> **Challenge**
Rewrite the items from the very beginning, stopping after the line that has "3), (159, 5)]", with "chandelier" swapped for "pendant lamp" and nothing else altered. Leave out the pictures.

Rows from a dataset:
##########
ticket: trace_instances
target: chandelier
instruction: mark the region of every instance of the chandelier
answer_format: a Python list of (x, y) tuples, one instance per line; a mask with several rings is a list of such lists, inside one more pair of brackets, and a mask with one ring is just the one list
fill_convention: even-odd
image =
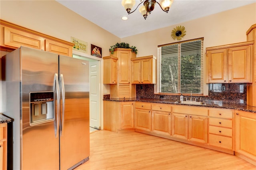
[(161, 9), (168, 13), (169, 9), (172, 4), (173, 0), (161, 0), (159, 3), (156, 0), (140, 0), (140, 3), (138, 5), (134, 10), (131, 12), (132, 7), (135, 5), (135, 0), (123, 0), (122, 1), (122, 5), (124, 7), (128, 14), (132, 14), (135, 11), (138, 6), (143, 3), (143, 5), (141, 6), (139, 9), (140, 12), (141, 13), (144, 18), (146, 20), (148, 15), (151, 13), (155, 8), (155, 5), (157, 3), (159, 5)]

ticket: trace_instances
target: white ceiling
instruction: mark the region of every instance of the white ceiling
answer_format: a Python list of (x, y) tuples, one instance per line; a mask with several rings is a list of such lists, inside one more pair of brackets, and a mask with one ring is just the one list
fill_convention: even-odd
[[(174, 0), (168, 13), (162, 11), (156, 4), (154, 11), (145, 20), (139, 11), (139, 7), (134, 12), (128, 15), (122, 5), (121, 0), (56, 1), (120, 38), (177, 24), (256, 2), (256, 0)], [(136, 0), (136, 4), (132, 10), (140, 2), (140, 0)], [(128, 17), (128, 20), (122, 20), (123, 16)]]

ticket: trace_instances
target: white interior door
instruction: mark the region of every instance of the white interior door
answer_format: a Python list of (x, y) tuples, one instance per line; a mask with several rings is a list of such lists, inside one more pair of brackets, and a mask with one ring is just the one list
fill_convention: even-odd
[(100, 129), (100, 61), (90, 61), (90, 126)]

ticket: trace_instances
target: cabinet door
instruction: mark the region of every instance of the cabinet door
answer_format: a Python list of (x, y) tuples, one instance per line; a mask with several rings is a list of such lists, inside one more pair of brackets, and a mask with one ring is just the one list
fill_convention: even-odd
[(135, 109), (135, 128), (151, 131), (151, 113), (149, 110)]
[(134, 103), (124, 102), (121, 106), (121, 128), (133, 128)]
[(256, 114), (236, 111), (235, 151), (256, 161)]
[(131, 51), (118, 51), (119, 83), (129, 84), (130, 79)]
[(226, 49), (206, 51), (209, 83), (227, 83), (227, 53)]
[(140, 84), (141, 65), (140, 60), (132, 61), (132, 83)]
[(170, 112), (152, 111), (152, 131), (160, 134), (171, 135)]
[(188, 115), (173, 113), (172, 115), (172, 136), (188, 139)]
[(228, 49), (228, 81), (252, 83), (251, 50), (252, 46), (244, 45)]
[(117, 83), (117, 59), (114, 57), (103, 57), (103, 83), (114, 84)]
[(201, 143), (207, 143), (208, 117), (190, 115), (188, 121), (188, 139)]
[(152, 59), (141, 60), (141, 83), (152, 83)]
[(72, 57), (72, 47), (55, 41), (45, 40), (45, 51)]
[(44, 39), (43, 38), (7, 27), (4, 27), (4, 45), (16, 48), (22, 45), (44, 50)]

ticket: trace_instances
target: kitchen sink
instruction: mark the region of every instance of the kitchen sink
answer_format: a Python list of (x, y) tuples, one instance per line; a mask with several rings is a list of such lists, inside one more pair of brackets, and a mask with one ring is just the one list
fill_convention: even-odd
[(205, 102), (204, 101), (196, 101), (191, 100), (185, 101), (178, 101), (175, 102), (174, 103), (187, 104), (188, 105), (206, 105)]

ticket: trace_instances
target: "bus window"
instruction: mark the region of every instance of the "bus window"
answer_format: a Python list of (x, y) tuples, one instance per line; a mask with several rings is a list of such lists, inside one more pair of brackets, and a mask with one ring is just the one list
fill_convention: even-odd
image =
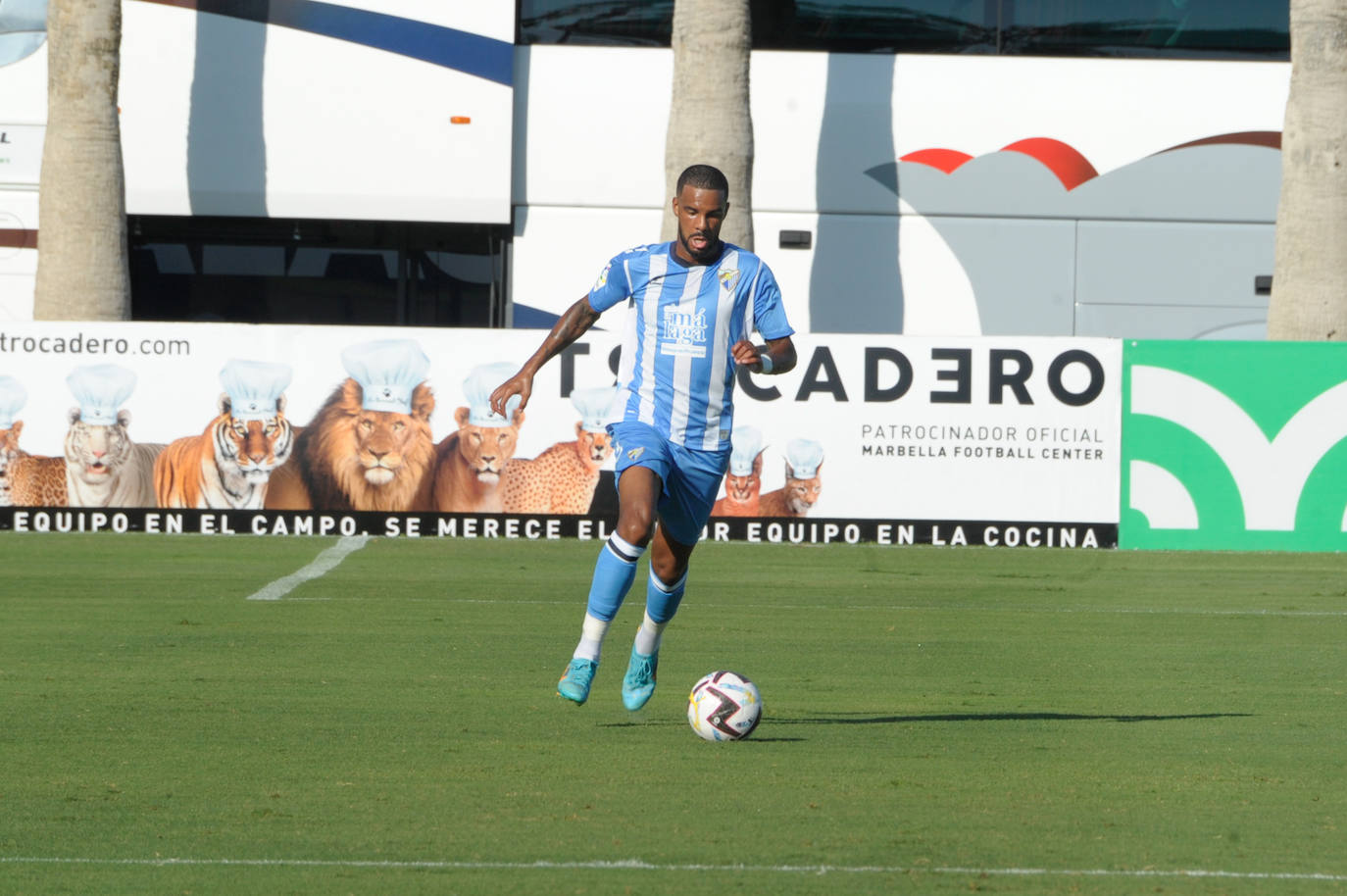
##########
> **Response to this task**
ticket: trace_instances
target: pendant lamp
instruction: mark the region of every instance of the pendant lamp
answer_format: a Python list of (x, y) tuples, one instance per line; a mask with several rings is a list of such lists, inside one more pair of brackets, and a mask with one ring is just the one list
fill_convention: even-odd
image =
[(161, 9), (168, 13), (169, 9), (172, 4), (173, 0), (161, 0), (159, 3), (156, 0), (140, 0), (140, 3), (138, 5), (134, 10), (131, 12), (132, 7), (135, 5), (135, 0), (123, 0), (122, 1), (122, 5), (124, 7), (128, 14), (132, 14), (135, 11), (138, 6), (143, 3), (143, 5), (141, 6), (139, 9), (140, 12), (141, 13), (144, 18), (146, 20), (148, 15), (151, 13), (155, 8), (155, 5), (157, 3), (159, 5)]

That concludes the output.